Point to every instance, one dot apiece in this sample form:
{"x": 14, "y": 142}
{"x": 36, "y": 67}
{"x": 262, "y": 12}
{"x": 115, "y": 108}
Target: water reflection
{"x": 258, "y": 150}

====

What is required: Please rewrite these entries with "water reflection" swapped for "reflection on water" and everything else left unchanged.

Output for this exercise:
Point to every instance, one dot apiece in this sample form:
{"x": 14, "y": 142}
{"x": 36, "y": 67}
{"x": 262, "y": 12}
{"x": 115, "y": 108}
Target: reflection on water
{"x": 258, "y": 150}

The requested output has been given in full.